» **WHAT YOU ARE ASKED TO DO**
You are to retype all of the data exactly as it appears.

» **EXERCISE DATA**
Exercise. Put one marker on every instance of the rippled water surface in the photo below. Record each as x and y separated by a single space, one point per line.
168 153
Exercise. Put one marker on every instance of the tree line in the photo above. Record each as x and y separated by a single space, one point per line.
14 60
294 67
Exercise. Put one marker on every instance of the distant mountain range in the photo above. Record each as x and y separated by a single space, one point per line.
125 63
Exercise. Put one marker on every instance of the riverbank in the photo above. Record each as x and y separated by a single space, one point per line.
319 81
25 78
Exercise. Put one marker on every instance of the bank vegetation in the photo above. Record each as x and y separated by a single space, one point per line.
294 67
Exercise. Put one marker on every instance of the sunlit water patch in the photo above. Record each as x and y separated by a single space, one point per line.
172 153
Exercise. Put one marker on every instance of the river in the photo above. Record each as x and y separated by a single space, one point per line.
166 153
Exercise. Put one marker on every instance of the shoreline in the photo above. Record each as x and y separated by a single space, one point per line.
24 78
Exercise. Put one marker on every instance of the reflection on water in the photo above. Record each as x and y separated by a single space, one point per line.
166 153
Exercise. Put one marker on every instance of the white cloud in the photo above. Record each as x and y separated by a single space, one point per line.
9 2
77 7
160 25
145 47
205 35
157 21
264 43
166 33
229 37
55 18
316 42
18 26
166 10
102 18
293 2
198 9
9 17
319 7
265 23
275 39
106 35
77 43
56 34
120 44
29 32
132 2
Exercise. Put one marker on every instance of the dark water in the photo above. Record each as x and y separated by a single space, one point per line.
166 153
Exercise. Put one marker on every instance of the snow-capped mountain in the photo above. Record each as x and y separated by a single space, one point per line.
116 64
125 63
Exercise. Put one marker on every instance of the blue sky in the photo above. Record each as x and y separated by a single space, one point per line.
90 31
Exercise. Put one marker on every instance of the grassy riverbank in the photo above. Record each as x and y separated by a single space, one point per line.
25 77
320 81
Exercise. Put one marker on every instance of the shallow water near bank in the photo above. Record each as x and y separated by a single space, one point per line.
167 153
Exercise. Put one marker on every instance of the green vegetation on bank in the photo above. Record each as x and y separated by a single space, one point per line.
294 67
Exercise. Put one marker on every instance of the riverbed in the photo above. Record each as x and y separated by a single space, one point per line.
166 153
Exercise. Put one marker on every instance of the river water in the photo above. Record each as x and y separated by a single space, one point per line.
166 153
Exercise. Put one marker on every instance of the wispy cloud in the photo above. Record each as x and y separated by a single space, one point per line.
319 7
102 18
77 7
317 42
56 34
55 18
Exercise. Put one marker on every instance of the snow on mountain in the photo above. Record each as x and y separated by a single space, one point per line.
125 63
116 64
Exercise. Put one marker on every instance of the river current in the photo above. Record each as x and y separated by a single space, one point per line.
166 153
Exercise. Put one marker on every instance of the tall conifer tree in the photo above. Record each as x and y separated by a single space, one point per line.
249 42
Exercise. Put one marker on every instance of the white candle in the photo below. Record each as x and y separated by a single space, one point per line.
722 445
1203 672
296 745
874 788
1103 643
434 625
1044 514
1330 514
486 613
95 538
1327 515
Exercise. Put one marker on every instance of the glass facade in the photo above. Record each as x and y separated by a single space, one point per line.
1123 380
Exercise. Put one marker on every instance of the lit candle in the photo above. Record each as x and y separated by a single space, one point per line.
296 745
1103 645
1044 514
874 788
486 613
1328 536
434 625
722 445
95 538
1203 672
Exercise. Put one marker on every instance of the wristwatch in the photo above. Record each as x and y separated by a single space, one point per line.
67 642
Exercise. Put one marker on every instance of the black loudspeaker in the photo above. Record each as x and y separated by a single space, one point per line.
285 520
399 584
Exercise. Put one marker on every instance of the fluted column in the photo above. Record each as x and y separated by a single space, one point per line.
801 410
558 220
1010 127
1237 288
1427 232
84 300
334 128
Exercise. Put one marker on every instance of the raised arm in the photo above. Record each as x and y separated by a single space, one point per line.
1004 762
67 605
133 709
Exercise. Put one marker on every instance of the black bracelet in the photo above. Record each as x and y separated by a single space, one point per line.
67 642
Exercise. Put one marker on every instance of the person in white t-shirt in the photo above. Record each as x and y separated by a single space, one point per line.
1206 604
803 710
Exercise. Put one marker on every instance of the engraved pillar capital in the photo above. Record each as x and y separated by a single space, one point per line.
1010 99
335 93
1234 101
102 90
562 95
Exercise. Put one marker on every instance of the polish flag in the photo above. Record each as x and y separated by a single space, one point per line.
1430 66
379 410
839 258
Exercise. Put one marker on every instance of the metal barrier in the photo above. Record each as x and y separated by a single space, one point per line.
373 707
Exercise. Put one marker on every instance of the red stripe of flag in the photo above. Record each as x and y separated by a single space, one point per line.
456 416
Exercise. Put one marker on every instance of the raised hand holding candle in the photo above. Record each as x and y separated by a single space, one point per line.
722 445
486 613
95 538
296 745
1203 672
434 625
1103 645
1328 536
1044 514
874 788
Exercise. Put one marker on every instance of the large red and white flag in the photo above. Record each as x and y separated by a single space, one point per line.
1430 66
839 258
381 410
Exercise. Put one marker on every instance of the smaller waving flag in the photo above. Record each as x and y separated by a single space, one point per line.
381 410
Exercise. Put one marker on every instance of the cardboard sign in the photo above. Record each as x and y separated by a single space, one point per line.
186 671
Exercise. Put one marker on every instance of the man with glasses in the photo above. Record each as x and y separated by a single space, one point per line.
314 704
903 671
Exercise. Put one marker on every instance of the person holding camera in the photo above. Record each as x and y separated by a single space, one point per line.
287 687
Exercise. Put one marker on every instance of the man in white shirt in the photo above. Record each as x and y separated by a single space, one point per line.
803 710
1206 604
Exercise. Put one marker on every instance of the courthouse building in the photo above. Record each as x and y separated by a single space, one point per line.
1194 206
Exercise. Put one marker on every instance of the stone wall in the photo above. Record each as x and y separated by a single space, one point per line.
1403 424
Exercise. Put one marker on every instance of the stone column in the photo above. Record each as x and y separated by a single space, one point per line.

» **THE SOLUTION**
Exercise. Put one marker on every instance of the rippled water surface in the photo below. Record each as x and y separated by a single space, one point per line.
168 153
Exercise. Put one marker on every instance of the tree line in the photo above. Record each as x and y separated by a single space, one point per line.
14 60
294 67
Exercise. Put one marker on every instance of the distant mountain range in the photo above. Record each as x and y separated by a single space, one point per line.
125 63
Exercise. Put one marker on every instance of the riverbank in the photo above. Record each as x and y separated by a single space, one point per line.
319 81
25 78
Exercise. Put one marker on every instance of the bank vegetation in the photo above. Record each as x and y separated by a single space, one point per line.
294 67
Exercise. Put one marker on every instance of the sunlit water patch in the photo above. Record each as x and y separated by a single space, one point per line.
172 153
Exercise. Put one marker on every instance of the river in the photo above. Record each as x and y separated by a single space, one point per line.
166 153
Exercise. Put one marker on every instance of the shoreline in the photo above. Record each as x and y separated by a single space, one point per line.
24 78
Exercise. Put one marker on every instance of the reflection on water in the photo above. Record each as x and y separated by a single space, one point per line.
166 153
Exercise. Put one marker on every instance of the white cloud in the photo above. Record each as x and y separated by a single space, one point per line.
9 2
77 7
160 25
145 47
205 35
157 21
264 43
166 33
229 37
55 18
316 42
18 26
166 10
102 18
293 2
198 9
9 17
319 7
265 23
275 39
106 35
77 43
56 34
120 44
29 32
132 2
Exercise. Put one marker on every instance of the dark water in the photo above. Record each as x and y separated by a single space, one point per line.
166 153
Exercise. Put one marker on every instance of the snow-capped mountain in the photo above. Record each as x and y separated by a single space, one point per line.
116 64
125 63
Exercise. Put one marker on every instance of the blue sky in the photo above. Record each as x and y separated by a single space, one point per line.
90 31
Exercise. Put one marker on every instance of the grassy riverbank in the photo above. Record each as x and y separated by a single space, one point per line.
25 77
320 81
Exercise. Put one marker on every instance of the shallow water near bank in the photo above. Record each as x and y separated by a single space, one point per line.
167 153
Exercise. Put one marker on every instance of the green vegetation on bank in the photo above. Record each as x and y separated by a single space, one point per line.
294 67
Exercise. Put one marker on every instance of the riverbed in the photo above. Record each as x and y separated by a single space, one point per line.
166 153
Exercise. Put one marker on every instance of the river water in the photo above. Record each as x and y separated by a single space, one point per line.
166 153
Exercise. Put one marker on every instance of the wispy cloud in the photo above. Record each as x and y separated by a single space, one point per line.
319 7
102 18
77 7
317 42
56 34
55 18
Exercise. Put one marker on every instance of the snow on mountain in the photo above. Record each as x and y separated by a single space, one point per line.
125 63
116 64
Exercise. Put one marker on every instance of the river current in the photo above. Record each as x and y separated by a single space, one point per line.
166 153
Exercise. Put one marker on every instance of the tall conifer tree in the photo above. Record each as x and y separated by a single space, one point per line.
249 42
Exercise. Put one marker on every instance of the white candle in the photo below. Record each as x and y separated by a single space, one point per line.
722 445
1203 672
296 745
874 788
1103 643
434 625
1044 514
1330 514
486 613
95 538
1327 515
Exercise. Put one marker on every instance of the glass facade in the photo above. Record each as x and y separated by a single space, one point per line.
1123 380
Exercise. Put one marker on every instance of the lit candle in the photo above. Record each as x and y separated by a single space, one point per line.
296 745
1103 645
1044 514
874 788
486 613
1328 536
434 625
722 445
95 538
1203 672
Exercise. Put one marker on every instance of the wristwatch in the photo above. Record each as x and y separated by a single space, one point per line.
67 642
Exercise. Put one marker on every instance of the black loudspeaker in the photo above. Record each as x and y separated by a single space, one point per line.
285 520
399 584
Exercise. Put one marker on every instance of the fluted column in the photo above. Record each as x and y separated by a single space, one point per line.
801 410
558 220
1010 127
1237 288
1427 232
84 300
334 128
Exercise. Put one marker on every instance of the raised arm in the photo above. Record each as x and y separated by a single space, one point per line.
1004 762
67 605
133 709
Exercise. Put one marker on every instance of the black bracelet in the photo above. Record each as x and y separated by a single space, one point per line.
67 642
Exercise. Put one marker on every instance of the person in white t-shirt in the photo above. Record each as x and y separated by a single space, one point per line.
1206 604
803 710
Exercise. Put one marker on every instance of the engraved pillar capital in the photo above. Record each as x and y separated by a single space, one point per line.
1010 99
335 93
1234 101
102 90
562 95
Exercise. Put one marker on every instance of the polish flag in the photo above. Record each as x and y separated by a single space, one point per line.
1430 66
379 410
839 258
Exercise. Put one marker on every instance of the metal barrier in the photo above. Record each as x and y separated by a single space, one point per line.
373 707
Exercise. Put one marker on every instance of the red stripe of flag in the photo above. Record each as x and y separated by a single space, one point per line.
456 416
Exercise. Put one marker on every instance of the raised hand holding candle in the photo above. Record each as x and y separated by a single space, one point per line.
722 445
486 613
95 538
296 745
1203 672
434 625
1103 645
1328 536
1044 514
874 788
Exercise. Put one marker on every instance of the large red and white flag in the photo above. Record each as x and y separated by a single space, one point per line.
1430 66
839 258
381 410
Exercise. Put one marker on every instance of the smaller waving flag in the photo above. Record each as x and y separated by a single space, one point per line.
381 410
Exercise. Put one marker on every instance of the cardboard sign in the photo above. Record each as x and y separated by a single space, one point per line.
186 671
Exercise. Put one marker on every instance of the man with glasses in the photo above. Record each as x and y separated by a single space, one point per line.
314 704
903 671
Exercise. Put one marker on every instance of the person holding camera in the photo above. Record each as x and y separated by a single space, one point per line.
287 687
Exercise. Put one marker on every instance of the man in white shirt in the photo above. Record each as x and y separated by a single space, one point per line.
803 710
1206 604
Exercise. Put one marker on every instance of the courthouse building in the photo above. Record each as x and y separated by a single space, one point per line.
1194 206
Exercise. Put one marker on every instance of the stone wall in the photo above. Record each as x and y separated by a single space, one point per line.
1403 424
Exercise. Put one marker on every instance of the stone column in the photo above. Record each as x and y separated by a single space, one point per line.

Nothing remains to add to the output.